== Short problem 1 ==
Gather every line of the listing that contains the word "formation", and copy each one in full.

== Passage provided ==
———

Talk:Geostatistics

From Wikipedia, the free encyclopedia

Please start new discussions at the bottom.

"Geostatistics is a fundamentally flawed …"

Geostatistics is a fundamentally flawed variant of classical statistics because it violates the requirement of functional independence and ignores the concept of degrees of freedom. It is a scientific fact that each distance-weighted average has its own variance. Changing its name to "kriged estimate" does not alter the fact that each kriged estimate, too, has its own variance. In addition, Fisher's F-test for spatial dependence cannot be applied because kriging variances and covariances of sets of kriged estimates are simply voodoo variances. —Preceding unsigned comment added by 66.183.14.73 (talk) 22:12, December 14, 2003

Could the person who wrote these comments identify himself or herself? Michael Hardy 00:12, 15 Dec 2003 (UTC)

———

== Record extracts ==
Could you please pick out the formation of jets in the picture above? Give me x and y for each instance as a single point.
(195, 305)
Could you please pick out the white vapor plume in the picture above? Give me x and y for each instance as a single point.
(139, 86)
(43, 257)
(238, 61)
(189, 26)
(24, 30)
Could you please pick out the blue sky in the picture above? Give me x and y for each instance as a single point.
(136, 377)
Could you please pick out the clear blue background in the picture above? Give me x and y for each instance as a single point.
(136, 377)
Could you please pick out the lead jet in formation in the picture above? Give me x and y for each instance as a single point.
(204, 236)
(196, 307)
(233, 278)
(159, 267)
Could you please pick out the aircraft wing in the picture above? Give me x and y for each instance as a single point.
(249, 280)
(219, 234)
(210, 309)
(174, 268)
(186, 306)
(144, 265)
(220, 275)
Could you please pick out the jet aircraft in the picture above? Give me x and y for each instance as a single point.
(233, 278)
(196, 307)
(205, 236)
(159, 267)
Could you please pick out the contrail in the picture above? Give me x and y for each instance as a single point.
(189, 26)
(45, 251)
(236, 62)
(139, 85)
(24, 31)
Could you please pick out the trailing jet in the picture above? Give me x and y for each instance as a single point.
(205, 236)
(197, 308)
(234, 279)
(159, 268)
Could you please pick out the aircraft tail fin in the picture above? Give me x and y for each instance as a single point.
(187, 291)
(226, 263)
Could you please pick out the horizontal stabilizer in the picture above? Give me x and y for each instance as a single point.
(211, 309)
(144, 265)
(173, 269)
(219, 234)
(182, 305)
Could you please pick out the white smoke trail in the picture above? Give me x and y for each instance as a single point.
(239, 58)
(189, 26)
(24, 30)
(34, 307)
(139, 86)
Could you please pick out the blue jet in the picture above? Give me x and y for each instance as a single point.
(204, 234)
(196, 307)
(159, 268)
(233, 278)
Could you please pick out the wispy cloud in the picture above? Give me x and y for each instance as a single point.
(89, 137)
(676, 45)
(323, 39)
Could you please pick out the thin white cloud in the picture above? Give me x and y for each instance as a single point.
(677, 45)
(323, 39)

———

== Short problem 2 ==
Reproduce the Geostatistics talk page starting with "From Wikipedia, the" and going on through "Dec 2003 (UTC)", swapping "voodoo" for "meaningless" wherever it occurs in that stretch.

== Full response 1 ==
Could you please pick out the formation of jets in the picture above? Give me x and y for each instance as a single point.
Could you please pick out the lead jet in formation in the picture above? Give me x and y for each instance as a single point.

== Full response 2 ==
From Wikipedia, the free encyclopedia

Please start new discussions at the bottom.

"Geostatistics is a fundamentally flawed …"

Geostatistics is a fundamentally flawed variant of classical statistics because it violates the requirement of functional independence and ignores the concept of degrees of freedom. It is a scientific fact that each distance-weighted average has its own variance. Changing its name to "kriged estimate" does not alter the fact that each kriged estimate, too, has its own variance. In addition, Fisher's F-test for spatial dependence cannot be applied because kriging variances and covariances of sets of kriged estimates are simply meaningless variances. —Preceding unsigned comment added by 66.183.14.73 (talk) 22:12, December 14, 2003

Could the person who wrote these comments identify himself or herself? Michael Hardy 00:12, 15 Dec 2003 (UTC)